Task brief: Put every line of the records below into a numbered list, skipping blank lines. Leave the pictures out of the list.

Some records
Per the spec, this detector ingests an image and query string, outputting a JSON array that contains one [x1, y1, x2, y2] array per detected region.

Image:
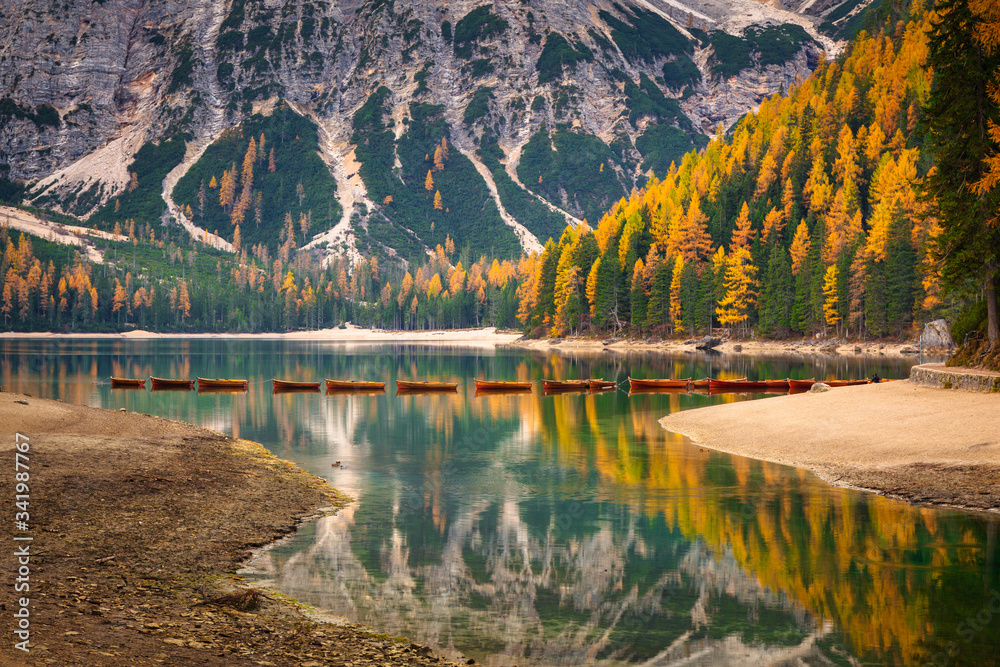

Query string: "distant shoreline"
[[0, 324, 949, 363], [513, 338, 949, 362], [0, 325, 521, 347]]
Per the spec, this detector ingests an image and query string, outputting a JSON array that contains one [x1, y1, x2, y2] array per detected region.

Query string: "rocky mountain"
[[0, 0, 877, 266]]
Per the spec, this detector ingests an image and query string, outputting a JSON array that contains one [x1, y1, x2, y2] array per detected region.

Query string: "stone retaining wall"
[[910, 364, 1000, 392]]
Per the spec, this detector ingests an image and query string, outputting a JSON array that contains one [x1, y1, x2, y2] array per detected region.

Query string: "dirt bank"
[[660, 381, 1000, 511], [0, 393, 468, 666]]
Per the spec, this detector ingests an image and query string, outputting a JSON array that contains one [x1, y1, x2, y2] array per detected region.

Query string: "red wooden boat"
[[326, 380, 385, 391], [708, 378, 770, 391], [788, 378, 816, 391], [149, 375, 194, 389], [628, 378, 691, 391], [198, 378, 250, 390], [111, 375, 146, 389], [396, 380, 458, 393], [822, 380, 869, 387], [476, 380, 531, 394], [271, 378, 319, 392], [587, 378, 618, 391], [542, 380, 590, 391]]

Solution for this exercise:
1. Per the spec, this detector ingests an image and query string, outputting a JSON array that contains one [x1, y1, x2, y2] array per detected region.
2. Image:
3. Query string: "distant shoreline"
4. [[0, 324, 949, 363], [513, 338, 949, 362], [0, 325, 521, 347]]
5. Per the spec, this detector ingests an image and query string, outputting a JSON array that contains one [x1, y1, x2, y2] array per detected region.
6. Query string: "rocky mountain"
7. [[0, 0, 877, 266]]
8. Per the spec, this detector ingests an image and query string, outputting a JSON array that contains one [x1, y1, x2, y2] array per detected region.
9. Query string: "stone retaining wall"
10. [[910, 364, 1000, 392]]
11. Per the spec, this detector ingests an image and query string, outputting a JSON array that contains one [x1, y1, x2, y2] array per detected region.
12. Query string: "dirt bank"
13. [[660, 381, 1000, 511], [0, 393, 468, 666]]
14. Per the spec, this detector ingests an image and query string, outputting a JSON array that contains one [x1, y1, x2, y2] array per detected region.
15. Query string: "red wooden boat"
16. [[326, 380, 385, 391], [708, 378, 770, 391], [788, 378, 816, 391], [149, 375, 194, 389], [628, 378, 691, 391], [198, 378, 250, 390], [111, 375, 146, 389], [396, 380, 458, 393], [822, 380, 869, 387], [476, 380, 531, 394], [271, 378, 319, 392], [587, 378, 618, 391], [542, 380, 590, 391]]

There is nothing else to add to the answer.